▶ AIM:
Copy the records below, swapping each "integer pixel coordinates" for "whole-number pixel coordinates" and leaving everything else unchanged.
+ + +
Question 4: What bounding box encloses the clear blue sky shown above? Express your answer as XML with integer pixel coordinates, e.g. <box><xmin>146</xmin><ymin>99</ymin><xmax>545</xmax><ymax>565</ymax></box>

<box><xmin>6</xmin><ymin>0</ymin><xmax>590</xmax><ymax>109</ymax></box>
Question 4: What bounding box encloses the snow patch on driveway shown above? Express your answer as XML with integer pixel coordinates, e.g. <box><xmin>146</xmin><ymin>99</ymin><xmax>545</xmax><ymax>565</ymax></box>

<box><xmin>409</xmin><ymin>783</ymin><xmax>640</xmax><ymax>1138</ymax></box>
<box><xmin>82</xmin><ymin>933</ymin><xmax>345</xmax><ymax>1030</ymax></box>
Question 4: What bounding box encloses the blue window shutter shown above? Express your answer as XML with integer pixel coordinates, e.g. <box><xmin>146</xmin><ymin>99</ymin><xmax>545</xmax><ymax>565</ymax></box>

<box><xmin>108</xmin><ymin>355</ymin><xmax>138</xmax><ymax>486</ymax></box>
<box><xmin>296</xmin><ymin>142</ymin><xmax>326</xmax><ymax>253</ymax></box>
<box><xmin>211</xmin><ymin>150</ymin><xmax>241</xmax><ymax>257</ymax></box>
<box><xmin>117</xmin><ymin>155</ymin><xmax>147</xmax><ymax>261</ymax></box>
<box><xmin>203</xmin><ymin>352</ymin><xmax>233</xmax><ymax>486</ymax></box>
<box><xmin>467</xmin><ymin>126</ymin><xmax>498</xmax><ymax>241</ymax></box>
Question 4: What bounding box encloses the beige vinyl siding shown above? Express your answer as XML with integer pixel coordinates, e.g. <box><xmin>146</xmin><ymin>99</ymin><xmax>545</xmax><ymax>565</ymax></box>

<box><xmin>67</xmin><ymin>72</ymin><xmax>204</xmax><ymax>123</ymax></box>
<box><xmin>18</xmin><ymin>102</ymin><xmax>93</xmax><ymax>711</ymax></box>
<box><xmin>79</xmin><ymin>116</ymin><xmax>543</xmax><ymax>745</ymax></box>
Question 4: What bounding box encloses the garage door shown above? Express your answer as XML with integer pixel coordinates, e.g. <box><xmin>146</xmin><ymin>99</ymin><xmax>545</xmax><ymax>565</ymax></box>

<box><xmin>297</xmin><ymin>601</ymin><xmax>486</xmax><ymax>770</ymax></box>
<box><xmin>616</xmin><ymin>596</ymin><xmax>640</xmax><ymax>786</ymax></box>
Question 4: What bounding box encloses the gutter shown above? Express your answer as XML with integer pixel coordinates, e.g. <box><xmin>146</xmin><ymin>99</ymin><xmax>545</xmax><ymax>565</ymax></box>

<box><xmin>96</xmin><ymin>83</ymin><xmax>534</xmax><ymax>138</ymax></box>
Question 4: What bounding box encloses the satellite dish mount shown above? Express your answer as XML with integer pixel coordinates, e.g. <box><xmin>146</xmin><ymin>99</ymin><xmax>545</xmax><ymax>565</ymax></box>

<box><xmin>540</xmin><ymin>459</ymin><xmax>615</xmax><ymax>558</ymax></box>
+ + +
▶ OUTPUT FOR THIS EXERCISE:
Question 4: What bounding box encloses the clear blue sky shown above? Express your answer as XML with whole-number pixel coordinates, e.g. <box><xmin>146</xmin><ymin>99</ymin><xmax>545</xmax><ymax>565</ymax></box>

<box><xmin>6</xmin><ymin>0</ymin><xmax>590</xmax><ymax>109</ymax></box>
Question 4: What bounding box encloses the snow patch on driveway shown above? Express your answer as XML with whole-number pixel coordinates, e.g. <box><xmin>146</xmin><ymin>99</ymin><xmax>545</xmax><ymax>565</ymax></box>

<box><xmin>409</xmin><ymin>783</ymin><xmax>640</xmax><ymax>1138</ymax></box>
<box><xmin>82</xmin><ymin>933</ymin><xmax>345</xmax><ymax>1030</ymax></box>
Question 4: What bounding box encloses the blue window shutter shown above? Express your answer as XML with whole-number pixel coordinates, e.g. <box><xmin>146</xmin><ymin>99</ymin><xmax>545</xmax><ymax>565</ymax></box>

<box><xmin>108</xmin><ymin>355</ymin><xmax>138</xmax><ymax>486</ymax></box>
<box><xmin>296</xmin><ymin>142</ymin><xmax>326</xmax><ymax>253</ymax></box>
<box><xmin>211</xmin><ymin>150</ymin><xmax>241</xmax><ymax>257</ymax></box>
<box><xmin>117</xmin><ymin>155</ymin><xmax>147</xmax><ymax>261</ymax></box>
<box><xmin>203</xmin><ymin>352</ymin><xmax>233</xmax><ymax>486</ymax></box>
<box><xmin>467</xmin><ymin>126</ymin><xmax>498</xmax><ymax>241</ymax></box>
Question 4: What bounding box encloses the beige vinyl siding shown above? Express your answer as XML with whole-number pixel coordinates, e.g. <box><xmin>146</xmin><ymin>99</ymin><xmax>545</xmax><ymax>565</ymax></box>

<box><xmin>67</xmin><ymin>72</ymin><xmax>204</xmax><ymax>123</ymax></box>
<box><xmin>18</xmin><ymin>102</ymin><xmax>93</xmax><ymax>711</ymax></box>
<box><xmin>79</xmin><ymin>116</ymin><xmax>543</xmax><ymax>745</ymax></box>
Question 4: What bounding box encloses the garage door shown above? Express your answer as XML with whole-number pixel coordinates, e.g. <box><xmin>146</xmin><ymin>99</ymin><xmax>545</xmax><ymax>565</ymax></box>

<box><xmin>297</xmin><ymin>601</ymin><xmax>486</xmax><ymax>770</ymax></box>
<box><xmin>616</xmin><ymin>596</ymin><xmax>640</xmax><ymax>786</ymax></box>
Question 4: What bounding box encloses the gutter shown above? Express your answer as XML with whole-number pixel coordinates, e.g. <box><xmin>146</xmin><ymin>99</ymin><xmax>545</xmax><ymax>565</ymax></box>

<box><xmin>96</xmin><ymin>83</ymin><xmax>534</xmax><ymax>138</ymax></box>
Question 4: What bounding box encloses the satellite dish mount shown above? Express your answer as XML with whole-number pixel coordinates, e.g. <box><xmin>146</xmin><ymin>99</ymin><xmax>545</xmax><ymax>565</ymax></box>

<box><xmin>540</xmin><ymin>459</ymin><xmax>615</xmax><ymax>558</ymax></box>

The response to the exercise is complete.